Could you copy every line of the data that contains the word "train"?

BEGIN Task inputs

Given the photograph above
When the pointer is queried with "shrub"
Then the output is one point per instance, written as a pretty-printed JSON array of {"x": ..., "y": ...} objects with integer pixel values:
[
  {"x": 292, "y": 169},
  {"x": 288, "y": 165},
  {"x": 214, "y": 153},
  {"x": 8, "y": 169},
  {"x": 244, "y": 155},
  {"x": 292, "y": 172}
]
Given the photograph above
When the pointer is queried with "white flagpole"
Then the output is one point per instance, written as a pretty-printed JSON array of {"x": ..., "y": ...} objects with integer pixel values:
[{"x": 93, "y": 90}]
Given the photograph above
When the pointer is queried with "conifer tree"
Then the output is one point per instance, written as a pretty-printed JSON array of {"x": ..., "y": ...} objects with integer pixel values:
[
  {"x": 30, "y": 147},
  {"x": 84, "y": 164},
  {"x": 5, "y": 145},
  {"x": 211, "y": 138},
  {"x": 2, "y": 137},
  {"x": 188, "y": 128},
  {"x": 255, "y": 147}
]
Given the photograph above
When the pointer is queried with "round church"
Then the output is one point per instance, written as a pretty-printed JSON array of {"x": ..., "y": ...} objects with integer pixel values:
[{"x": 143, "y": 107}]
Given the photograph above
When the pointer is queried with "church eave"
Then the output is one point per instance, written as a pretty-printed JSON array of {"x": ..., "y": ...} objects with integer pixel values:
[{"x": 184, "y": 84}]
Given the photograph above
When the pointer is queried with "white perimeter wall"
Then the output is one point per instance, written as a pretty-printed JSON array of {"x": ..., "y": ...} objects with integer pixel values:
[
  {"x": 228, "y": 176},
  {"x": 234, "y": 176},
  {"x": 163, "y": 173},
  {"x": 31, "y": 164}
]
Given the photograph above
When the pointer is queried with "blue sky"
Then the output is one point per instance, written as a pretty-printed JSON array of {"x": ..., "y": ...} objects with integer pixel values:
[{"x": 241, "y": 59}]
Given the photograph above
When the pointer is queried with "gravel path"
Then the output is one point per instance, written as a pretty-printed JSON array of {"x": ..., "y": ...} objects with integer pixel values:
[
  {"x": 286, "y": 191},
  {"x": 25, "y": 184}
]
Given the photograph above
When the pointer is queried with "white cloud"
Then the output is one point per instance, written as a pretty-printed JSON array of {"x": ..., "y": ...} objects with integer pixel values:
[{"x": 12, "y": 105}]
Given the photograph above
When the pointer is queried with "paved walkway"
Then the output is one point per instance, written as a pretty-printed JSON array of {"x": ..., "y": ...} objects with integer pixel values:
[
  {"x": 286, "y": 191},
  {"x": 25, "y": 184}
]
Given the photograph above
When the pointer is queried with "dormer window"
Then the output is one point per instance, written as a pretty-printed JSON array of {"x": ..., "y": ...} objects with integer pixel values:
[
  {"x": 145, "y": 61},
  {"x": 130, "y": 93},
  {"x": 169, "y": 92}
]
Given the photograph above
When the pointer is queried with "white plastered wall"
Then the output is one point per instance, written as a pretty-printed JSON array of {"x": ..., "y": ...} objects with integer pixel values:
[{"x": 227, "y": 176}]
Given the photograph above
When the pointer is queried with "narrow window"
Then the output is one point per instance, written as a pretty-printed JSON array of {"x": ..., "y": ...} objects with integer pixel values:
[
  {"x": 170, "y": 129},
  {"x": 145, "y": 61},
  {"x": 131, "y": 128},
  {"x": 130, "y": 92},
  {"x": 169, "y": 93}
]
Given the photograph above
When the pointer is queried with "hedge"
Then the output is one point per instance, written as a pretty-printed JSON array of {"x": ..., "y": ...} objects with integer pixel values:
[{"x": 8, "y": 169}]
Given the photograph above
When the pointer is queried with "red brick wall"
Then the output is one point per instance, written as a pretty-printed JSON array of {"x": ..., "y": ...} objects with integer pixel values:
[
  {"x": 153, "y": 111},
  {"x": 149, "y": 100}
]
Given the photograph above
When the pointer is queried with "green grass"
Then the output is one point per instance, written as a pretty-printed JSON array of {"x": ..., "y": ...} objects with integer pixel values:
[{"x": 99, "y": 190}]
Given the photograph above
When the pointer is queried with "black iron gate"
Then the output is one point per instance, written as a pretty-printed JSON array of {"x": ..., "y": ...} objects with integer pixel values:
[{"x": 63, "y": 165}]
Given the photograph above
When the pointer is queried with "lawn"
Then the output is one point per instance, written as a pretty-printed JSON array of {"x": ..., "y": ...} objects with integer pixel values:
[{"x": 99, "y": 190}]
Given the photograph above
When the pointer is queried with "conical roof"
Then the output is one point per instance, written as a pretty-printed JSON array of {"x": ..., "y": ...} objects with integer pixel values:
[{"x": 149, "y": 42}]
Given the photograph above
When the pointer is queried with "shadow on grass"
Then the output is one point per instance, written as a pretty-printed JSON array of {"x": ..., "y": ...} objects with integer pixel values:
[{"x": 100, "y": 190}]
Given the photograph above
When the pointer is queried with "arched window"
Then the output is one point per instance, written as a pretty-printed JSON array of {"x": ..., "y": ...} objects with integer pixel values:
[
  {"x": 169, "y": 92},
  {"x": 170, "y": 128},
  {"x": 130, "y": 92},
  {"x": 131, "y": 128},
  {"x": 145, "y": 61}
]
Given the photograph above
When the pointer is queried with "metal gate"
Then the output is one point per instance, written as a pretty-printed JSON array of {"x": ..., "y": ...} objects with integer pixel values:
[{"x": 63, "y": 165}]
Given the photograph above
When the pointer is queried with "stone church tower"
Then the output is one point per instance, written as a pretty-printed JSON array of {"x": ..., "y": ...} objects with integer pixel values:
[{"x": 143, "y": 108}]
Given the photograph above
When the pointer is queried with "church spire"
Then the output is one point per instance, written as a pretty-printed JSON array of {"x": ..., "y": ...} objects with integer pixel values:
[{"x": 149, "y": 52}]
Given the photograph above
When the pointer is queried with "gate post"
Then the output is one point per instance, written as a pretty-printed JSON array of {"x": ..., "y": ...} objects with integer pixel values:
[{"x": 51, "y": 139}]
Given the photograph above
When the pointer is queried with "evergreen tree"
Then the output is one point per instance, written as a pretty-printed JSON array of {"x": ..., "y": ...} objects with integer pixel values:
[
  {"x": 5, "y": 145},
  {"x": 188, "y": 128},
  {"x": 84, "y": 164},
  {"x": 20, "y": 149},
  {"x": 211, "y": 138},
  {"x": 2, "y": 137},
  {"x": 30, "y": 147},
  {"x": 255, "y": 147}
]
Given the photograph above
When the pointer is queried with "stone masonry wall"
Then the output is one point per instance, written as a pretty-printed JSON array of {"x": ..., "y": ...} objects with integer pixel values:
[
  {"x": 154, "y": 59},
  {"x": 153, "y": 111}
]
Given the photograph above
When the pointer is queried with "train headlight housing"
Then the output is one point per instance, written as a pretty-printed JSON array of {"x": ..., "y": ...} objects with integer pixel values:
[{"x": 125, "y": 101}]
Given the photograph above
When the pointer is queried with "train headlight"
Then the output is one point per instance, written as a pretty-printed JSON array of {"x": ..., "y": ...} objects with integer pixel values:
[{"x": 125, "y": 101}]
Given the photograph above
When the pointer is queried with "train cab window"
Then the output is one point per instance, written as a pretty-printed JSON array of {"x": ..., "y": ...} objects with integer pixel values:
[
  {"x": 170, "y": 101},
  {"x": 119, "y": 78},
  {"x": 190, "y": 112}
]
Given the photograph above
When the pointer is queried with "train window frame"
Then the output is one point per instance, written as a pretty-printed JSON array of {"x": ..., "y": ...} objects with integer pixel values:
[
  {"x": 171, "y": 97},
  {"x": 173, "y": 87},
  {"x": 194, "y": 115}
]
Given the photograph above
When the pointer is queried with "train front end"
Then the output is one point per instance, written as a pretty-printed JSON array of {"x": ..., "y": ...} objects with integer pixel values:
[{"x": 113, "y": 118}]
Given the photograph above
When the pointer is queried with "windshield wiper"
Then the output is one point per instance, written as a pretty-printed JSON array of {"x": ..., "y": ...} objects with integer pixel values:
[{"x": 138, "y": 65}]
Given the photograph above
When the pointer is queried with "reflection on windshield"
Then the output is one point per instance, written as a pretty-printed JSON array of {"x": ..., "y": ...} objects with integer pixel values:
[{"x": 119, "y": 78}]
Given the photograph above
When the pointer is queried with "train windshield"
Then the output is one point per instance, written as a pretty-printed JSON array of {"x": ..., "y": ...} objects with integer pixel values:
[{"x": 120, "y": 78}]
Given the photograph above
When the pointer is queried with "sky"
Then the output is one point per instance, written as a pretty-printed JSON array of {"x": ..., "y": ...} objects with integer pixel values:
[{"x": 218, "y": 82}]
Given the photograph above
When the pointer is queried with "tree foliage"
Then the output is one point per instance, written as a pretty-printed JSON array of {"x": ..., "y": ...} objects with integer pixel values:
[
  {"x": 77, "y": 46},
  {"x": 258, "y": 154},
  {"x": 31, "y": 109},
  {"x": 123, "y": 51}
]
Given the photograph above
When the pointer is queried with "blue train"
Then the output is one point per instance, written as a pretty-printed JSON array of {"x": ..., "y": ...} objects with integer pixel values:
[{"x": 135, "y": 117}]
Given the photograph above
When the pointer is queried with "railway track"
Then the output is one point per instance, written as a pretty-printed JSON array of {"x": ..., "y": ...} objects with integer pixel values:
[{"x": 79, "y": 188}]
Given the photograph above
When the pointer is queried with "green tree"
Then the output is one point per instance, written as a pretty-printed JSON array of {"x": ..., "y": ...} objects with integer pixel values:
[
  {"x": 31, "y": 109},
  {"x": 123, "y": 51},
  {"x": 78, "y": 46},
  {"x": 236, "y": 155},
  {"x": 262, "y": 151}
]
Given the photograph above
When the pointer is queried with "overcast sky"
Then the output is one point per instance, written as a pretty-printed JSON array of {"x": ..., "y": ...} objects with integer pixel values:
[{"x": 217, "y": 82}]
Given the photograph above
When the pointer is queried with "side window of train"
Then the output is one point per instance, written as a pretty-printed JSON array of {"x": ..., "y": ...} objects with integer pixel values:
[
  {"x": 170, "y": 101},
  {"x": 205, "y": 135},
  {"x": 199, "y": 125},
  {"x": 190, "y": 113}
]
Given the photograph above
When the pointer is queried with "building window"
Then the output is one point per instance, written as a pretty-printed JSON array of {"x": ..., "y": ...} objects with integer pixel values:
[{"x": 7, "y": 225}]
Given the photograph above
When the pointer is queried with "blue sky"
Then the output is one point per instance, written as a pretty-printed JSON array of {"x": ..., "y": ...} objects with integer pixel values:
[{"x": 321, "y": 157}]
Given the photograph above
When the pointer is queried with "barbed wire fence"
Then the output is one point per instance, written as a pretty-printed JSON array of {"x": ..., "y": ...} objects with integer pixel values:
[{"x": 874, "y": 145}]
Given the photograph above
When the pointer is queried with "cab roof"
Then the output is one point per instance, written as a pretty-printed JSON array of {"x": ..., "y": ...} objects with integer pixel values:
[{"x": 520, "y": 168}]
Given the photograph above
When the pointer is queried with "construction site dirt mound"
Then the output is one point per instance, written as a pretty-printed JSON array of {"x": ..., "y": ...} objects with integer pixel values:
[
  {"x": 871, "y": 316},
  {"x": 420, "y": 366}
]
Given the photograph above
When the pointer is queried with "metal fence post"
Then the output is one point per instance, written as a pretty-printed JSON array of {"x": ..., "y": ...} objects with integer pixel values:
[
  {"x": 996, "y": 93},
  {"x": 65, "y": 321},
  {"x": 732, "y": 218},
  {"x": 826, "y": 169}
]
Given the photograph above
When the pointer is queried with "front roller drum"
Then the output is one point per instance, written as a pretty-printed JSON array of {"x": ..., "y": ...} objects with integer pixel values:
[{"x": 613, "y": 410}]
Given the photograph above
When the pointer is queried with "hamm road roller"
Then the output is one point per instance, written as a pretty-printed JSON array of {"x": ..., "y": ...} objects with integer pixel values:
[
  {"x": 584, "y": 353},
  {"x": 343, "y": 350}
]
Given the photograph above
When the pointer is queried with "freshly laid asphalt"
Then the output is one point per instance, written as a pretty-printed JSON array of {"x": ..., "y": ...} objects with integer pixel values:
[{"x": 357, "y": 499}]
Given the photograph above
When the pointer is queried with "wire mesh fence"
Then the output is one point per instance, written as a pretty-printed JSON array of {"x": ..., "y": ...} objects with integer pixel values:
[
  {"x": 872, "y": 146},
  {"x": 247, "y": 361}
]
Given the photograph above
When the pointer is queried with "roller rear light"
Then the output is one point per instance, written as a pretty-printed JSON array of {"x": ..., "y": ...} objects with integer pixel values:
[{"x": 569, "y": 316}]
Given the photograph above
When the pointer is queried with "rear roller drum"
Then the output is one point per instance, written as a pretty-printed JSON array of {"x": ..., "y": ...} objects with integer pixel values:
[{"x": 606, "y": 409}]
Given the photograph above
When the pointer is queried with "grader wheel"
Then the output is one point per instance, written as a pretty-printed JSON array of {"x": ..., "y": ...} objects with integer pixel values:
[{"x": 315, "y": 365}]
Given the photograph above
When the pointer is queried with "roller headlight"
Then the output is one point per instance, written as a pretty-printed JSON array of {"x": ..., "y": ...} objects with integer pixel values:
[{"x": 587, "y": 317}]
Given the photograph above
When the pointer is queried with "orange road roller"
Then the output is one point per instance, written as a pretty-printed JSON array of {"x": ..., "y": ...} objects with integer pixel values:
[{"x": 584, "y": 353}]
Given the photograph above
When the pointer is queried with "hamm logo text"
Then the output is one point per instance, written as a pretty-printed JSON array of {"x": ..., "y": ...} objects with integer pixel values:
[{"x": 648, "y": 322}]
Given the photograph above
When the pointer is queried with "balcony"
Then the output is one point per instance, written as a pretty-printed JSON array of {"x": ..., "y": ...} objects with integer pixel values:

END Task inputs

- Exercise result:
When the pointer is queried with "train headlight housing"
When the pointer is queried with "train headlight"
When the pointer is queried with "train cab window"
When the pointer is queried with "train window frame"
When the pointer is queried with "train front end"
When the pointer is queried with "train windshield"
When the pointer is queried with "blue train"
When the pointer is queried with "side window of train"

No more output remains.